ACTION ITEM -
Answer these questions using the text on nowcasting Ukrainian GDP:
(a) Where and on what date was the article first published?
(b) What data does the column use to nowcast quarterly Ukrainian GDP?
(c) What is partial least squares also called in the chemometrics and genomics literature?

--- TEXT SHOWN ---

This article was first published in VoxEU, 7 August 2023
Forecasting economic activity during an invasion is a nontrivial exercise. The lack of timely statistical data and the expected nonlinear effect of military action challenge the use of established nowcasting and short-term forecasting methodologies. This column explores the use of partial least squares augmented with an additional variable selection step to nowcast quarterly Ukrainian GDP using Google search data. Model outputs are benchmarked against both static and dynamic factor models. Preliminary results outline the usefulness of partial least squares in capturing the effects of large shocks in a setting rich in data, but poor in statistics.
Without regular hard and soft data releases, traditional nowcasting models as those put forward by Giannone et al. (2008) and Stock and Watson (2002, 2012) become considerably constrained. These models may still be employed, although with little flexibility beyond scenario analysis and comparative exercises using past conflicts as empirical counterparties. Without any readings on consumption, investment, and production aggregates or their micro survey-based estimates, assessing the scale and speed of changes in the Ukrainian economy transformed from a well-tuned multistage process into a creative exploration of new machine learning (ML) variable selection and estimation algorithms.
The first necessary step in this context is replacing hard and soft data with alternative measures expected to correlate with the variable(s) of interest, in this case, Gross Domestic Product. This implies moving further back in the data creation value chain and finding appropriate alternative inputs and models, the outputs of which correlate well with GDP. In Constantinescu et al. (2022, 2023a), leveraging the less-than-perfect correlation among unconventional data sources, we present the preliminary results of forecasting annual regional GDP using night lights, social media activity, and Google search volumes. In this framework of low time frequency and intermediate geographic resolution, these data are useful to estimate the initial regional impact of the invasion using an otherwise standard bridge equation.
Partial least squares and variable selection
At the core of most big data nowcasting applications one may find algorithms estimating a small number of potential latent factors (with a dynamic structure) driving a large number of observed explanatory variables. Principal components (PCs) and maximum likelihood are currently the most widely employed estimation strategies of nowcasting models.
This estimation step may be improved by introducing a supervised machine learning algorithm as opposed to using principal component regressions, which is an unsupervised method. In partial
least squares (also called ‘projection to latent structures’ in the chemometrics and genomics literature), the structural assumption is that a few latent factors drive both the Google Trends vectors and the univariate GDP observations (Wold et al. 1984, 2006, Helland 1990, Stoica and Söderström 1998). Naturally, the number of latent factors is strictly less than the number of Google Trends vectors. The objective of the algorithm is to recover both the latent factors as well as the loadings of both the explanatory and dependent variables on the factors via repeated partial regressions of GDP observations on the vectors of explanatory variables, ordered according to the covariance between them. 1
Why is variable selection needed in a partial least squares regression? Chun and Keleş (2010) indicate challenges to asymptotic consistency of the partial least squares estimator in contexts with many explanatory variables and relatively few observations, with a fixed number of relevant and an increasing number of irrelevant variables, a feature of our dataset comprised exclusively of Google Trends. The intuition for the lack of asymptotic consistency comes from the ridge-like nature of the partial least squares algorithm. Given that partial least squares latent factors load on all available variables, a larger fraction of irrelevant variables weakens the ability of the algorithm to identify the true factor directions.

--- GIVEN ENTRIES ---

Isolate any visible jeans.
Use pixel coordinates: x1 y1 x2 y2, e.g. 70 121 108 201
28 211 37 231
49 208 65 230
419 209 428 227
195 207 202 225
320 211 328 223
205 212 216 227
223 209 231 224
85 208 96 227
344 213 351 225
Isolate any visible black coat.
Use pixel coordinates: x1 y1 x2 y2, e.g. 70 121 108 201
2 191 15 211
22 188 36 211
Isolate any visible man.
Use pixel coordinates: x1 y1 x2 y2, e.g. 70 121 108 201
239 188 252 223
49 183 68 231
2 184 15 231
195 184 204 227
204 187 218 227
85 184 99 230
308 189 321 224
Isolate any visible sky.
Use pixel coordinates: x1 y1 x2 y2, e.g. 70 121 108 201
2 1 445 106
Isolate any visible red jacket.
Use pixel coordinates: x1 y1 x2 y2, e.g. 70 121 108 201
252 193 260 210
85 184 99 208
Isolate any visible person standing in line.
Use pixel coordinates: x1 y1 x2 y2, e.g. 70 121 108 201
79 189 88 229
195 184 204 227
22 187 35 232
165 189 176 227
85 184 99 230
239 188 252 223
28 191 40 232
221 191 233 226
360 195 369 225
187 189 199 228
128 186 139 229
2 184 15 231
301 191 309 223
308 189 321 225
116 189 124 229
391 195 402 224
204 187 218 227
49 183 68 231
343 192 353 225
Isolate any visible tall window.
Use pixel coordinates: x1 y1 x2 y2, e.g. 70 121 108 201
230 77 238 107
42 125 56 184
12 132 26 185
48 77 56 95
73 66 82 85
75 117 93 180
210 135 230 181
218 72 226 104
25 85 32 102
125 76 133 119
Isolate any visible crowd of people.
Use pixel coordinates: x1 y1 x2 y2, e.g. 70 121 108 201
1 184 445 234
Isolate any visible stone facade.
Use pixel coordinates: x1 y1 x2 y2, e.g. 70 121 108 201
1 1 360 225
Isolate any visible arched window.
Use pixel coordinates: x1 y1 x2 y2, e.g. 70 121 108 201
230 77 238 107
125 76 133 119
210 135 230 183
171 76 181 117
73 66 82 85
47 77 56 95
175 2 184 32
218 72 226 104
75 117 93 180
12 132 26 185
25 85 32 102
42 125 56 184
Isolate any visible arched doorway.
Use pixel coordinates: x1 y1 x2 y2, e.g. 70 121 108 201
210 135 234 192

---

RESULT -
(a) VoxEU, 7 August 2023
(b) Google search data
(c) Projection to latent structures